Exercise instructions:
Count the lines in the records below that contain the string "brick". Case counts, so uppercase and lowercase letters differ. Reply with the number alone.

::::::

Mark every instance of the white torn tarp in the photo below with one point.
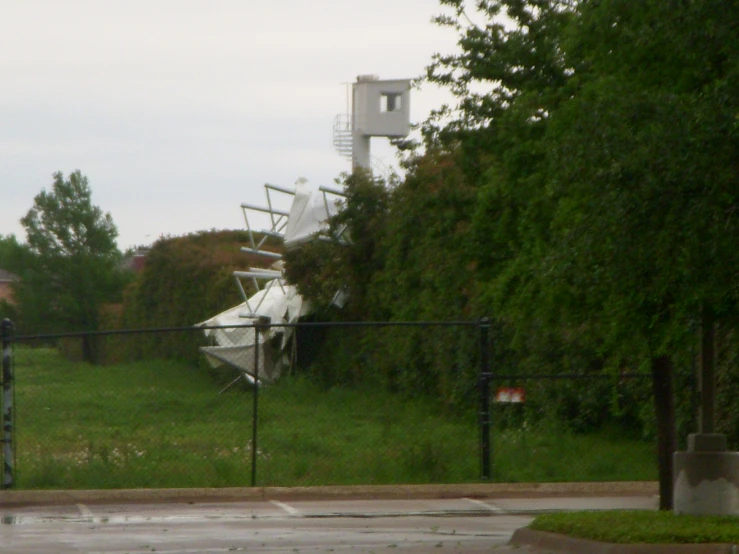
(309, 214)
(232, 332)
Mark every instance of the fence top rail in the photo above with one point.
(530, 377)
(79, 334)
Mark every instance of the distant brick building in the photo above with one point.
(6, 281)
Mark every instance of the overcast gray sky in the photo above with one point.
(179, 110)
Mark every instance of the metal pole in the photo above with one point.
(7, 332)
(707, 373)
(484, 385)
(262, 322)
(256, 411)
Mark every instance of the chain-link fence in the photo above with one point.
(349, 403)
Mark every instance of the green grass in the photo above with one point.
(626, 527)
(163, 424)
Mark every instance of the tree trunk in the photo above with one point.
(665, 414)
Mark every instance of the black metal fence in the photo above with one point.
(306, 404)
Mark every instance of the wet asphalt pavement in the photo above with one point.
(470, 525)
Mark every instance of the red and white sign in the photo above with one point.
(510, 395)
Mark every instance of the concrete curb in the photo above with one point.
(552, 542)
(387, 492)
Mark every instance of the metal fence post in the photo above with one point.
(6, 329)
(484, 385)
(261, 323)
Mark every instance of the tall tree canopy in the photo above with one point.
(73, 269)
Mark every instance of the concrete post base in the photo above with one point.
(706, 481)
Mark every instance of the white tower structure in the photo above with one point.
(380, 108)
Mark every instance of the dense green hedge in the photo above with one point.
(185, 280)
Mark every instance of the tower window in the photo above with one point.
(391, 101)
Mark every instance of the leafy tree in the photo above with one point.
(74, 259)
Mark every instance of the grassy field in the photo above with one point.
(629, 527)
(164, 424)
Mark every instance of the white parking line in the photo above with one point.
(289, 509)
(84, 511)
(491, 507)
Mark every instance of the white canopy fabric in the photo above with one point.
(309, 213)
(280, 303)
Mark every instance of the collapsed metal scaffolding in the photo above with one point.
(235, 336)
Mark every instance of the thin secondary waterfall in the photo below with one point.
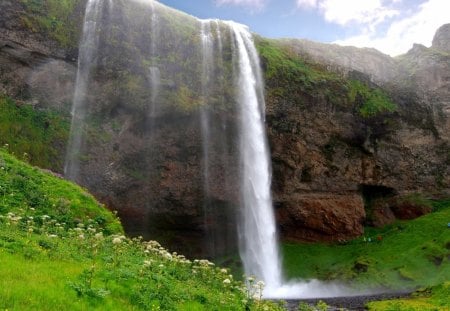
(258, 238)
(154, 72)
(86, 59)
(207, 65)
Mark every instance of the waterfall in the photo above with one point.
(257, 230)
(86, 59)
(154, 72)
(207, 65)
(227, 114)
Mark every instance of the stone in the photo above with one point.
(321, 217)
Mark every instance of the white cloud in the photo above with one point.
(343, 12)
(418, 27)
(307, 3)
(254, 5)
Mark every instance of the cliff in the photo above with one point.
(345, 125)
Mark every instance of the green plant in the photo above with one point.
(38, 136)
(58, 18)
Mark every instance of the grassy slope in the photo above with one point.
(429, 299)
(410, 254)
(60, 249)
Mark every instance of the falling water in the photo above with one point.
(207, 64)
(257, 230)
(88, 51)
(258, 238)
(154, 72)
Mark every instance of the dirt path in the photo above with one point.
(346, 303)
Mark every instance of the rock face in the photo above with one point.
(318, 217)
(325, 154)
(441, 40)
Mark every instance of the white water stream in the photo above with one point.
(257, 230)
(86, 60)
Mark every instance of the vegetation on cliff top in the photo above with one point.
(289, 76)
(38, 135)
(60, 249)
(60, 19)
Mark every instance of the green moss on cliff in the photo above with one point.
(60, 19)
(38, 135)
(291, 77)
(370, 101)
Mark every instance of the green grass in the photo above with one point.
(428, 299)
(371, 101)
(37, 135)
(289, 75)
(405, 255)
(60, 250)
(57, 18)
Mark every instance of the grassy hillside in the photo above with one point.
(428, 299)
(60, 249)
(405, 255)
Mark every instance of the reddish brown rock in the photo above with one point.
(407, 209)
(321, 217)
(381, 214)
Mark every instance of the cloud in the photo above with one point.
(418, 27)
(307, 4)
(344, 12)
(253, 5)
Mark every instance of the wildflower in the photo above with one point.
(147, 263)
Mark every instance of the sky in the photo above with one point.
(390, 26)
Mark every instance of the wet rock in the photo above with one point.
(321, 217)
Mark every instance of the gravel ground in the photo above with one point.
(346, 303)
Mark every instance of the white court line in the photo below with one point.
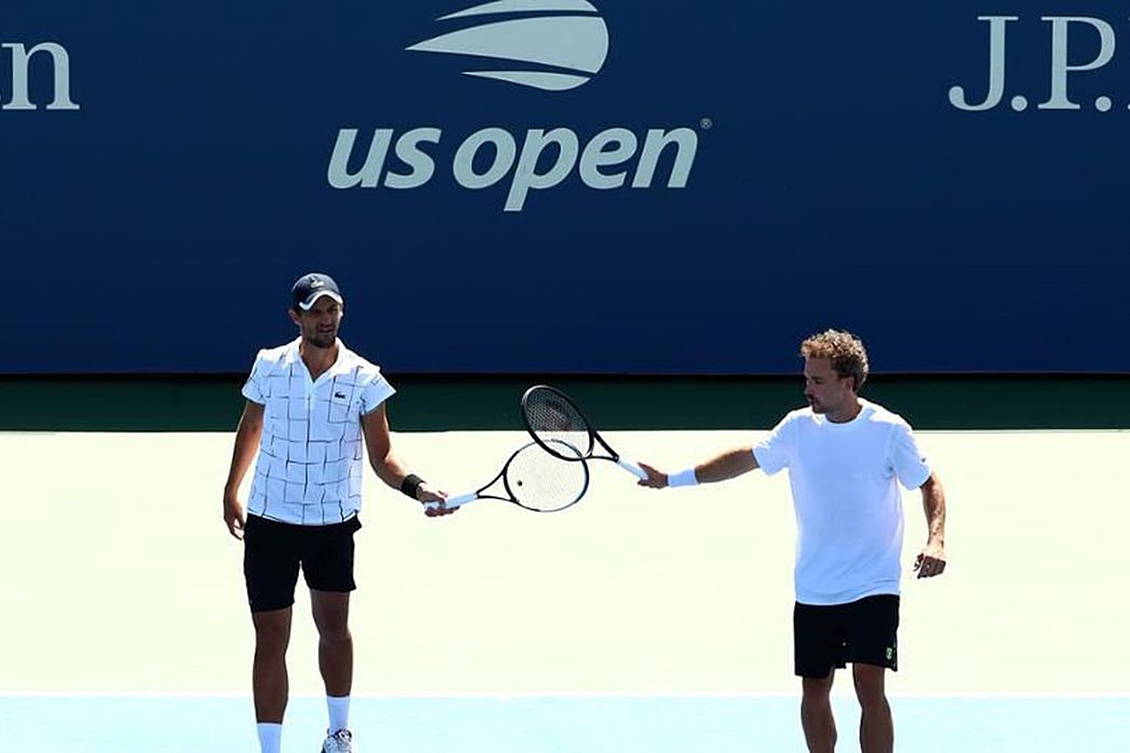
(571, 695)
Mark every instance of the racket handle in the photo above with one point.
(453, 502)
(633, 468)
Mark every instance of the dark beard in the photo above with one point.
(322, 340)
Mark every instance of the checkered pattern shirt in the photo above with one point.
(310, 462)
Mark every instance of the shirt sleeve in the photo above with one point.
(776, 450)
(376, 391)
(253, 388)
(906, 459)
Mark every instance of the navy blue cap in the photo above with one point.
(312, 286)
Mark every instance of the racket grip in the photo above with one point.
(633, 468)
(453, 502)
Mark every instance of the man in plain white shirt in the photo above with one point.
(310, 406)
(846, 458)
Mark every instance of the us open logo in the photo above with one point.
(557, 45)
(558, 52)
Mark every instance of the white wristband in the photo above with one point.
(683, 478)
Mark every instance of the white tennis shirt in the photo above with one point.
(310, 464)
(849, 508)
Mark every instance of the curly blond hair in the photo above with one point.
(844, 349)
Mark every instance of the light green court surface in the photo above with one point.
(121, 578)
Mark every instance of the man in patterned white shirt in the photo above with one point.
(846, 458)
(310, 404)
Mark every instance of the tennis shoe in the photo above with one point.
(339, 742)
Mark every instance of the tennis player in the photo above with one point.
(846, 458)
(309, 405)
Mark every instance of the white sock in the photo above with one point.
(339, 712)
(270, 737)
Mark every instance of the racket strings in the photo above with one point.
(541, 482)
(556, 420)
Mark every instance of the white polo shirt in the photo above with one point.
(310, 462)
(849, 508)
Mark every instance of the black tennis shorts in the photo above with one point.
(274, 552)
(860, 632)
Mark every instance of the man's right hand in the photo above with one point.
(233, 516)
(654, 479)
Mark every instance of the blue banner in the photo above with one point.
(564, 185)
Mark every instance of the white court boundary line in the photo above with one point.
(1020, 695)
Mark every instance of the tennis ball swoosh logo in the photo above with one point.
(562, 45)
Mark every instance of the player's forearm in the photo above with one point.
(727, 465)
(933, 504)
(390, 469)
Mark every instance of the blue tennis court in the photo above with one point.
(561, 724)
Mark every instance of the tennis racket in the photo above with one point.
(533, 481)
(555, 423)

::::::

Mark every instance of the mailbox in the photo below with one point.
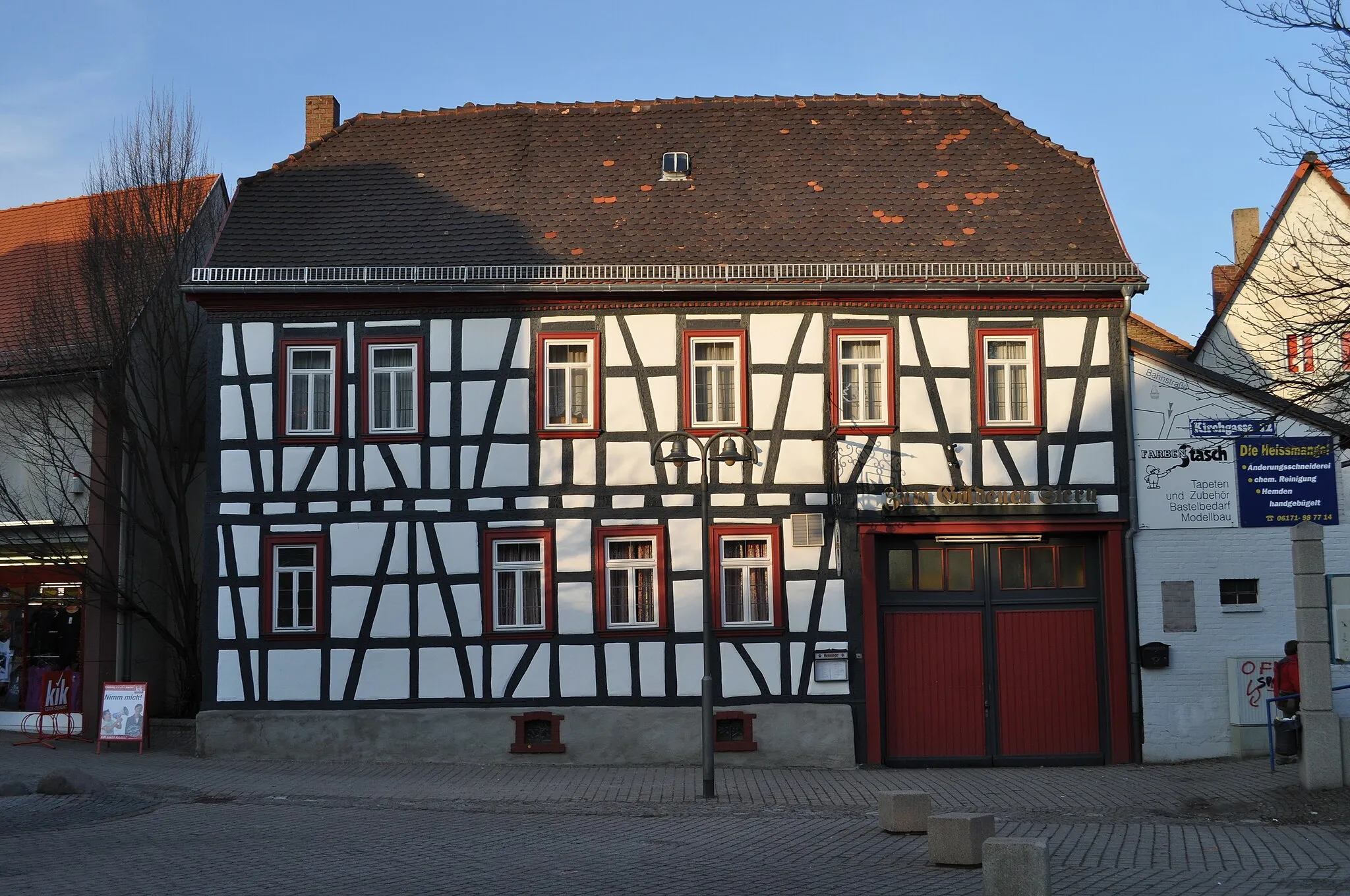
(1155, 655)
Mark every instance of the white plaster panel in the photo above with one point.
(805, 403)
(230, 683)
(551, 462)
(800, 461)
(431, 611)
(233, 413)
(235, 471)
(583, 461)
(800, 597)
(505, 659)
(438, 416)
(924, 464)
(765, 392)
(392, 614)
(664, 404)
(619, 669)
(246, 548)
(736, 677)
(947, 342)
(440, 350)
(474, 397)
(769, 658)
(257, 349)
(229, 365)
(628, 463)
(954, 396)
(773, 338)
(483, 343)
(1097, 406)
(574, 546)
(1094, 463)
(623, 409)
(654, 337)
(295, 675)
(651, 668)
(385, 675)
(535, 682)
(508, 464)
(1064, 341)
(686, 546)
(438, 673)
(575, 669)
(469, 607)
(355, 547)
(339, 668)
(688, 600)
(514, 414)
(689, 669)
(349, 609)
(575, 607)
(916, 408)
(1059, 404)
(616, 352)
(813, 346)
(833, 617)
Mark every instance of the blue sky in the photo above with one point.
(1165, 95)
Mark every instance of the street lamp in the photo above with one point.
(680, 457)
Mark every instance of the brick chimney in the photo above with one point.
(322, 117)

::::::

Result of this task:
2